WHAT TO WORK ON |
Return, unchanged, every line of the records below from the line containing "Exercise. Spot the drawn" through the last line, including both.

LISTED ENTRIES |
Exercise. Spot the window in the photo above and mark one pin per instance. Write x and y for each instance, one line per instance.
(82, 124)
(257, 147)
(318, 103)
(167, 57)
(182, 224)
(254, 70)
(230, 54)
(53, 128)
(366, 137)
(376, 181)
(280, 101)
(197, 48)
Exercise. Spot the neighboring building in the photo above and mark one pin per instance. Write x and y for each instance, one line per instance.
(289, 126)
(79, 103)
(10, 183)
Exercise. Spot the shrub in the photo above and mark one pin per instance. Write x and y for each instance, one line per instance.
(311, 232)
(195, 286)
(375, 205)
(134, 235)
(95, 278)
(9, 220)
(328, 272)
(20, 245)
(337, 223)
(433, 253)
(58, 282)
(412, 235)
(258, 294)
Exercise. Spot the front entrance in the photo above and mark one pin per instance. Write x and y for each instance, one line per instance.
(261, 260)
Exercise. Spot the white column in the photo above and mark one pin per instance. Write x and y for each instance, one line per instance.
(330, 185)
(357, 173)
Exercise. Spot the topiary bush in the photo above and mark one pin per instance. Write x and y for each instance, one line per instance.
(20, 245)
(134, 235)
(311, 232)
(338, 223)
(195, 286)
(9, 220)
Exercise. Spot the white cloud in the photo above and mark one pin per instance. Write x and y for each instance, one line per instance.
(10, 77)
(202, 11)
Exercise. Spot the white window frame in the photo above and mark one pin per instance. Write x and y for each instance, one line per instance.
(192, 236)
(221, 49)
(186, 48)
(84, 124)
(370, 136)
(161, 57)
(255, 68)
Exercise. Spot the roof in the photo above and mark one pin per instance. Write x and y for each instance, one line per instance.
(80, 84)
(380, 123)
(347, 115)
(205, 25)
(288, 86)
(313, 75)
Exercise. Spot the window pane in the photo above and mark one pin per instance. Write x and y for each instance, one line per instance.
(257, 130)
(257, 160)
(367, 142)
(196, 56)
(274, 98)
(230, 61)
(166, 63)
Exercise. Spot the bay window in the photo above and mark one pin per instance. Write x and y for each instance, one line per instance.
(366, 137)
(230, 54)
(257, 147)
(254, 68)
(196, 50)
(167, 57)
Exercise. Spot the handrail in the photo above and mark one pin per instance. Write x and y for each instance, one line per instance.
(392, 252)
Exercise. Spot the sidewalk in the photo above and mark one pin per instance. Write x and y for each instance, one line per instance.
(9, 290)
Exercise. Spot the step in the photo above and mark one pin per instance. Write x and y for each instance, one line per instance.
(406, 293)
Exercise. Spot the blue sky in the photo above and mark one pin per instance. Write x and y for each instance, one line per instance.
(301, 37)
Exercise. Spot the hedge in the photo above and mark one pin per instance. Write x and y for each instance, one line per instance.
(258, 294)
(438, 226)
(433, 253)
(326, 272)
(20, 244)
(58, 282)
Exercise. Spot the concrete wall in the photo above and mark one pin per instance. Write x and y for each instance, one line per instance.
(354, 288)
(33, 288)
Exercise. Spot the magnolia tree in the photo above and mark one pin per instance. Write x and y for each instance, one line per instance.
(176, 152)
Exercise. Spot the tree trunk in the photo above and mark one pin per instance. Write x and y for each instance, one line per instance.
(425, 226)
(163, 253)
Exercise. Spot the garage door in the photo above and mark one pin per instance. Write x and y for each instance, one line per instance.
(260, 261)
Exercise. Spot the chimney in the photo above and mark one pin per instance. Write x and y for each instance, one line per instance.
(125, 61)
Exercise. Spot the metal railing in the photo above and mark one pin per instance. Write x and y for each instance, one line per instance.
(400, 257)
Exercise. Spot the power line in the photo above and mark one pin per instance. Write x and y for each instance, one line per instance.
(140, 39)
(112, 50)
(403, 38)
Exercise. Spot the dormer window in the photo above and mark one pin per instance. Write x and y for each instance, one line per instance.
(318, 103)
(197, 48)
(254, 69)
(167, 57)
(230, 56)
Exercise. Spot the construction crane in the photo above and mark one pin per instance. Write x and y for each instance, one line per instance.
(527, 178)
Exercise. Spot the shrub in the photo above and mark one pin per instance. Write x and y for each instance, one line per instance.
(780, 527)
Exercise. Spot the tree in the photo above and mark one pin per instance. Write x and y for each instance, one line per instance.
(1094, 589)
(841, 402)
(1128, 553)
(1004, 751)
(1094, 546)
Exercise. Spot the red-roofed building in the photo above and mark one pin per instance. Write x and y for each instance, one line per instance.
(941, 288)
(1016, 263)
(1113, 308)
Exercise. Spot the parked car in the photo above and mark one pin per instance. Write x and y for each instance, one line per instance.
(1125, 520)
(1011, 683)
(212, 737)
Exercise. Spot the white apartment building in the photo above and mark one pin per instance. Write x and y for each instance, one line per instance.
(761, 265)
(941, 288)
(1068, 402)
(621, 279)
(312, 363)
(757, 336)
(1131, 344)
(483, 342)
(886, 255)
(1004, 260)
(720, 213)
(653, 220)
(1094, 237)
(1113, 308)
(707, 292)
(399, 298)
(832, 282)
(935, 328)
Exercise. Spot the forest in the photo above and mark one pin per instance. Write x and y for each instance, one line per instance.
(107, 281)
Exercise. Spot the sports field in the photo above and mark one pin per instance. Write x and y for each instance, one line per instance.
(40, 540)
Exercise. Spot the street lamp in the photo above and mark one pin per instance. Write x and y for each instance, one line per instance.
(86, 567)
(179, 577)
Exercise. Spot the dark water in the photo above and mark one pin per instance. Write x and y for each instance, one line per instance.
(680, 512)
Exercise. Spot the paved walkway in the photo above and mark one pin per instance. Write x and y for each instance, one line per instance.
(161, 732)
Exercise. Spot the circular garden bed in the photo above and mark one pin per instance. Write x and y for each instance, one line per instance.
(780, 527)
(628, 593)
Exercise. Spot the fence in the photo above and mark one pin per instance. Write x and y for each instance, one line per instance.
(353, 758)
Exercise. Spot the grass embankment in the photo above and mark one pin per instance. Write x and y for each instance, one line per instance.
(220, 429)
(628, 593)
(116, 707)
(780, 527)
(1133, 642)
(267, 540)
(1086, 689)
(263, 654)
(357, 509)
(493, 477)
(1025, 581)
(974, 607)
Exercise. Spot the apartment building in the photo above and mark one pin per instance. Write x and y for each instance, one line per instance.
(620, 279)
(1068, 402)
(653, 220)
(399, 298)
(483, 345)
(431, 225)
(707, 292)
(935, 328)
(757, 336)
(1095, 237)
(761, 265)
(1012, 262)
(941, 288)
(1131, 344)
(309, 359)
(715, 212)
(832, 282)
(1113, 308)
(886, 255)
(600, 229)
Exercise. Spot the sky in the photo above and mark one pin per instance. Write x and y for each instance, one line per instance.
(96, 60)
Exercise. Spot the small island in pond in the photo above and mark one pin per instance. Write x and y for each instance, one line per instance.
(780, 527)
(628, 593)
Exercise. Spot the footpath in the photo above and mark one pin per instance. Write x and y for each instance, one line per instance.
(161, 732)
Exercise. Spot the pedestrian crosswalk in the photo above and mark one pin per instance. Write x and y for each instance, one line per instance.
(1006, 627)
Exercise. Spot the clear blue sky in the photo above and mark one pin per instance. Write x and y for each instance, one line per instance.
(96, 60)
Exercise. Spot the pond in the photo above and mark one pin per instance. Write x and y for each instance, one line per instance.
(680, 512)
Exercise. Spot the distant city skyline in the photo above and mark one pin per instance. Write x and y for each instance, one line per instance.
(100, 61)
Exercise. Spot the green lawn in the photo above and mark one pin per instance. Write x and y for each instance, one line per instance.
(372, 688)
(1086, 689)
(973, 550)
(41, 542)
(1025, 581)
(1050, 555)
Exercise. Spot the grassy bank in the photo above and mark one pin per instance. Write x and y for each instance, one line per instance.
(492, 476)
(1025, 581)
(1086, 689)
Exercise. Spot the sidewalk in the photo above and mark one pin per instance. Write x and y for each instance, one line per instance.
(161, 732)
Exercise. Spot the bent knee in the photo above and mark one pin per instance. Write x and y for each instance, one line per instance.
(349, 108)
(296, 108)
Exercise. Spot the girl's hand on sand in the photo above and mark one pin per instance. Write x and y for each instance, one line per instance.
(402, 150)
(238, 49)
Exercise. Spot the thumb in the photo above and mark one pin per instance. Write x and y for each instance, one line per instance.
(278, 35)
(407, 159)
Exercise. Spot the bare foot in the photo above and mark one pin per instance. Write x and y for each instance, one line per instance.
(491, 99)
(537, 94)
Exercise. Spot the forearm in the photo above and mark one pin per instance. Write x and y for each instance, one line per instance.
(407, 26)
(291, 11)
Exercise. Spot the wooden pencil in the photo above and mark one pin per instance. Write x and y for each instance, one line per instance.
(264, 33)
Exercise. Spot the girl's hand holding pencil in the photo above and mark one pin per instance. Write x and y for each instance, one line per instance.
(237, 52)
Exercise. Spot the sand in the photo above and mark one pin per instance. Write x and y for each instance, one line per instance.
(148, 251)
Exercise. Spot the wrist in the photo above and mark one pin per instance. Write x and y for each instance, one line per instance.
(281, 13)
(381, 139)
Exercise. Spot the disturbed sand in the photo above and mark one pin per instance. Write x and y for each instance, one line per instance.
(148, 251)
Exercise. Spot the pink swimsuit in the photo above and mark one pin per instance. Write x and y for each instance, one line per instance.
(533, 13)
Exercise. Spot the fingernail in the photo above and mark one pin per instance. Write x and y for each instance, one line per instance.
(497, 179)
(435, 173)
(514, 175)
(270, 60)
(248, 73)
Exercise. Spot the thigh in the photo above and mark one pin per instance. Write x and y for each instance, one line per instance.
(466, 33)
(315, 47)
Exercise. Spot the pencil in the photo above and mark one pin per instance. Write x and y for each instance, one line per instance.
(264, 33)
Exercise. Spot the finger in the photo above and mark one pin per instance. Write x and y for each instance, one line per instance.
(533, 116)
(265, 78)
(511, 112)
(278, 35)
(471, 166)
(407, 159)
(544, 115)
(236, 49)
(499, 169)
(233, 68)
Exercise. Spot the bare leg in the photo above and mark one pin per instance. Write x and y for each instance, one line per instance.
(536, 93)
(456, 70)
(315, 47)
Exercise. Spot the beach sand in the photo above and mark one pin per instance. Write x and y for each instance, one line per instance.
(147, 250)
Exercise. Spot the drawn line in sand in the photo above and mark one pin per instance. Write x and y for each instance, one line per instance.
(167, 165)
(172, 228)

TASK SOLUTION |
Exercise. Spot the drawn line in sand in the photo above and mark one pin per instance. Write x and y for each instance, one line per instance.
(167, 165)
(172, 228)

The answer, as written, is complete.